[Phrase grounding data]
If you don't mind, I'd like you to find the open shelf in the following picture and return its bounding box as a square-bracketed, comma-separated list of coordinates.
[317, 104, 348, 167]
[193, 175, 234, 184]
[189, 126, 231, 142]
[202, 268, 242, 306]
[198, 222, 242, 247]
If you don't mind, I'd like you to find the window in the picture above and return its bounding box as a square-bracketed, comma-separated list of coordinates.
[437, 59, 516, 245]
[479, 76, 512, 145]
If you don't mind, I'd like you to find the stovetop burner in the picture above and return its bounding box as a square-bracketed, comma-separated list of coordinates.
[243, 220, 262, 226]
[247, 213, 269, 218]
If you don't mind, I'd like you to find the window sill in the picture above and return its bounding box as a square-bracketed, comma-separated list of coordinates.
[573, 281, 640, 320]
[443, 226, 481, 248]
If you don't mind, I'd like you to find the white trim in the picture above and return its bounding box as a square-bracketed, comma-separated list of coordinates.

Task details:
Each line from the one that contains "If you don't mind, I'd like you to find the stovetop" through the end of the records must be repeated exactly. No other line belongs in the answer.

Written answer:
If you don't mind, I'd like you to find the stovetop burner in the picture above and return its bounding box as a square-bracketed, comma-separated list of coordinates.
[243, 220, 262, 226]
[247, 213, 269, 218]
If you don't mind, I'd like you to find the window sill in the picture above and return its bounding box as a square-bracketed, comma-separated list of coordinates.
[573, 281, 640, 320]
[443, 226, 481, 248]
If you don't mind, I'd like you to find the white trim in the picture above and return its bounding box as a square-bracketed, comma-separated list of coordinates.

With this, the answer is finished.